▶ _Angezeigter Textauszug_
Aber was passiert? Sie müssen dann alle Teile, die jetzt auf 800 Kilometer ausgelegt sind und die gefährdet sind – was immer das ist, ein Lager, eine Nockenwelle, eine Druckpumpe – auf die doppelte Distanz auslegen. Und das kostet wahnsinnig viel Geld. Natürlich hast du dann wieder weniger Motoren – auf die Saison gerechnet.

Aber das Teure wird doch nicht die Stückzahl sein, sondern doch vielmehr die Entwicklung, oder?

Helmut Zwickl: Ja, so ist es. Das Ganze ist ja eine verlogene Sache. Die Werke wollen nicht sparen, die haben ein Budget, ein Milliardenbudget für ihre Motoren – das wollen sie verbraten. BMW will zeigen, dass sie besser sind als Honda und Honda will zeigen, dass sie besser sind als die deutschen Nobelmarken. Hier geht es darum, dass man sich in der Formel 1 darstellt und Marketing betreibt für die Serie. Die wollen doch nicht sparen.

Und wenn Minardi und Jordan das Wettrüsten nicht mitgehen können, müssen sie Formel 3000 fahren. Wenn sie das auch nicht können, müssen sie Formel 3 fahren. Ganz einfach. Und wenn man zu wenig Autos am Start hat, dann werden halt Renault und Mercedes und Co ein drittes Auto einsetzen – sie haben es ja.

Jaguar-Boss Tony Purnell hat ein Budgetlimit vorgeschlagen. Würdest du so etwas begrüßen?

▶ _Auszuführende Aufgaben_
1) Fassen Sie den Interviewauszug zu den Motorkosten in der Formel 1 in zwei Sätzen zusammen.
2) Setzen Sie den Interviewauszug zu den Motorkosten in der Formel 1 im Anschluss an dessen letzten Satz fort.

▶ _Gespeicherte Daten_
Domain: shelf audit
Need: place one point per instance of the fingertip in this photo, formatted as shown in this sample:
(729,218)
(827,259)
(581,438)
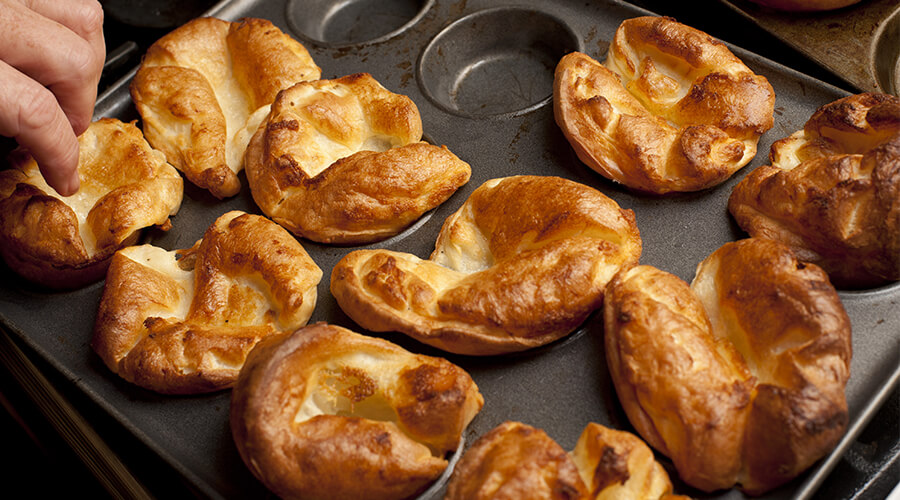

▶ _Antworten je Aufgabe_
1) Müssen gefährdete Motorteile auf die doppelte Distanz ausgelegt werden, kostet das sehr viel Geld, wobei Helmut Zwickl bestätigt, dass vor allem die Entwicklung teuer ist. Er nennt das Ganze eine verlogene Sache, weil die Werke ihre Milliardenbudgets für Marketing in der Formel 1 ausgeben wollen, und meint, dass Teams wie Minardi und Jordan in niedrigere Klassen wechseln müssen, wenn sie das Wettrüsten nicht mitgehen können.

2)
Helmut Zwickl: Ja, aber das ist undurchführbar. Wie willst du denn ein Budgetlimit feststellen? Du kannst ja nicht sagen: Ich gebe euch ein Sparbuch in Hongkong und wenn das erschöpft ist, dann fahren wir Formel 3.

Welche Maßnahmen würdest du setzen, wenn es in deiner Hand läge?

Helmut Zwickl: Du, ich werde mich hüten, hier irgendeinen Blödsinn zu sagen. Quasi einen Blödsinn mehr. Ich würde bei den Reifen ansetzen. Aber schon bei der Aerodynamik musst du mit den besten Gehirnen operieren, sonst kriegst du so einen Schwachsinn wie in Amerika – flacher Unterboden, die Autos steigen auf wenn sie Unterluft kriegen. Man muss vorsichtig sein. Ich würde sagen: Holzreifen her und dann fallen einmal die Rundenzeiten. Und diese abstrusen Sparprogramme wie Parc Fermé und Haltbarkeitsmotoren – das würde ich mir gründlich überlegen. Denn es ist verlogen und die Werke wollen gar nicht sparen. Nur um den Schein zu wahren müssen sie sagen: Wir müssen Kosten reduzieren. Gar nichts – sie wollen sich darstellen.

Weg vom Regelwerk – hin zu Christian Klien. Was sagst du zu unserem Formel 1-Rookie?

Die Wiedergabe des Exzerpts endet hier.